> _WRITTEN PROBLEM_
Pick out each line below that contains the string "bottle" and copy those lines in full. Matching is case-sensitive.

> _EXTRACTED MATERIAL_

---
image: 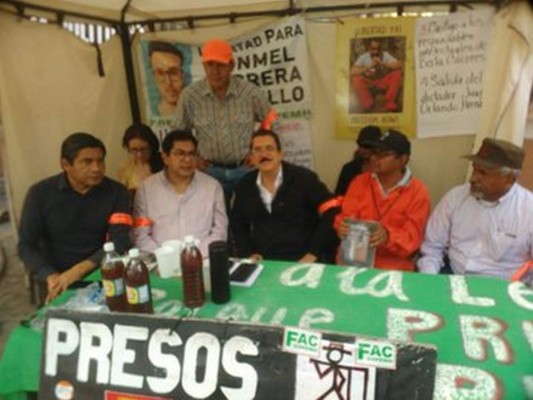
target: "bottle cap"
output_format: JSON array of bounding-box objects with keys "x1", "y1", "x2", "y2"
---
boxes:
[
  {"x1": 104, "y1": 242, "x2": 115, "y2": 253},
  {"x1": 128, "y1": 247, "x2": 139, "y2": 258}
]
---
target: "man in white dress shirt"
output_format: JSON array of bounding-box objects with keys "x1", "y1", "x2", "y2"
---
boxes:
[
  {"x1": 133, "y1": 131, "x2": 228, "y2": 256},
  {"x1": 418, "y1": 139, "x2": 533, "y2": 279}
]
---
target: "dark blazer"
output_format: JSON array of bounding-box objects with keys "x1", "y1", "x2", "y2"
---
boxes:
[{"x1": 231, "y1": 162, "x2": 339, "y2": 262}]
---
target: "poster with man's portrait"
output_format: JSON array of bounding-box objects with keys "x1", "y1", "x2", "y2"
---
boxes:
[
  {"x1": 139, "y1": 40, "x2": 193, "y2": 139},
  {"x1": 336, "y1": 18, "x2": 415, "y2": 139},
  {"x1": 348, "y1": 36, "x2": 405, "y2": 114}
]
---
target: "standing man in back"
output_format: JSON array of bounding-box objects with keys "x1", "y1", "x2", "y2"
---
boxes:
[
  {"x1": 335, "y1": 129, "x2": 430, "y2": 271},
  {"x1": 175, "y1": 39, "x2": 277, "y2": 204}
]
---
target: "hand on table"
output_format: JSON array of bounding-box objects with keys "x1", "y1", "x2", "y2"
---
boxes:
[
  {"x1": 298, "y1": 253, "x2": 317, "y2": 264},
  {"x1": 337, "y1": 218, "x2": 350, "y2": 240},
  {"x1": 368, "y1": 224, "x2": 389, "y2": 247}
]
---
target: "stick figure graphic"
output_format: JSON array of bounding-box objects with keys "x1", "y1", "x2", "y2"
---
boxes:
[{"x1": 309, "y1": 343, "x2": 368, "y2": 400}]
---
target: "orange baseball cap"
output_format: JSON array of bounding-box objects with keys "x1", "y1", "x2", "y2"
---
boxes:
[{"x1": 202, "y1": 39, "x2": 233, "y2": 64}]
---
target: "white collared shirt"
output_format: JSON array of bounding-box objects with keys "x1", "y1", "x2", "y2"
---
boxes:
[
  {"x1": 418, "y1": 183, "x2": 533, "y2": 279},
  {"x1": 255, "y1": 166, "x2": 283, "y2": 213}
]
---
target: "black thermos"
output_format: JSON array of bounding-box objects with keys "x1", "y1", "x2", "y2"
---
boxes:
[{"x1": 209, "y1": 240, "x2": 231, "y2": 304}]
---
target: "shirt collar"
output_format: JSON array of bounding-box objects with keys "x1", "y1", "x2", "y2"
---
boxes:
[
  {"x1": 161, "y1": 168, "x2": 198, "y2": 196},
  {"x1": 372, "y1": 167, "x2": 413, "y2": 193},
  {"x1": 203, "y1": 76, "x2": 237, "y2": 97},
  {"x1": 255, "y1": 165, "x2": 283, "y2": 191},
  {"x1": 57, "y1": 172, "x2": 106, "y2": 196},
  {"x1": 478, "y1": 182, "x2": 518, "y2": 207}
]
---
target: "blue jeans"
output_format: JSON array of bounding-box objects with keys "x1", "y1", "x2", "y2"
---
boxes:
[{"x1": 205, "y1": 165, "x2": 252, "y2": 209}]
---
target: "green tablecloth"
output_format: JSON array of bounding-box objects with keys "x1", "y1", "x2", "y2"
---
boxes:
[{"x1": 0, "y1": 262, "x2": 533, "y2": 399}]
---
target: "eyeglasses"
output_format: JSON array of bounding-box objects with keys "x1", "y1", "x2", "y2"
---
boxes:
[
  {"x1": 370, "y1": 149, "x2": 396, "y2": 158},
  {"x1": 128, "y1": 147, "x2": 150, "y2": 154},
  {"x1": 252, "y1": 144, "x2": 278, "y2": 154},
  {"x1": 172, "y1": 150, "x2": 196, "y2": 159},
  {"x1": 154, "y1": 67, "x2": 183, "y2": 82}
]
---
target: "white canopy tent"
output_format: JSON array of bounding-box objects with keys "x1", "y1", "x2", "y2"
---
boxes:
[{"x1": 0, "y1": 0, "x2": 533, "y2": 231}]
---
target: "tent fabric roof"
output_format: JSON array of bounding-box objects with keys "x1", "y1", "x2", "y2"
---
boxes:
[{"x1": 0, "y1": 0, "x2": 498, "y2": 23}]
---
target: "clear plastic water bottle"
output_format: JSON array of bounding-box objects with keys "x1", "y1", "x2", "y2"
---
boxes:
[
  {"x1": 181, "y1": 235, "x2": 205, "y2": 308},
  {"x1": 101, "y1": 242, "x2": 126, "y2": 312},
  {"x1": 124, "y1": 248, "x2": 154, "y2": 314}
]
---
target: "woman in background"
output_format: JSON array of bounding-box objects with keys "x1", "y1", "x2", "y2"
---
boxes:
[{"x1": 118, "y1": 124, "x2": 163, "y2": 199}]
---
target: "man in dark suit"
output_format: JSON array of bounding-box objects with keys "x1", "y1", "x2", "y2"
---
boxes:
[{"x1": 231, "y1": 130, "x2": 339, "y2": 262}]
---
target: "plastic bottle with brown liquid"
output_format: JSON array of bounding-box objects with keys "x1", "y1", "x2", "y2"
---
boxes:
[
  {"x1": 124, "y1": 248, "x2": 154, "y2": 314},
  {"x1": 181, "y1": 235, "x2": 205, "y2": 308},
  {"x1": 100, "y1": 242, "x2": 126, "y2": 312}
]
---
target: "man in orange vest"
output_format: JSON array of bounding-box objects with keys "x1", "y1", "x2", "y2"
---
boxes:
[{"x1": 335, "y1": 129, "x2": 430, "y2": 271}]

> _IN RESPONSE_
target: "bottle cap"
target: "clear plastic water bottle"
target: "plastic bottle with brown liquid"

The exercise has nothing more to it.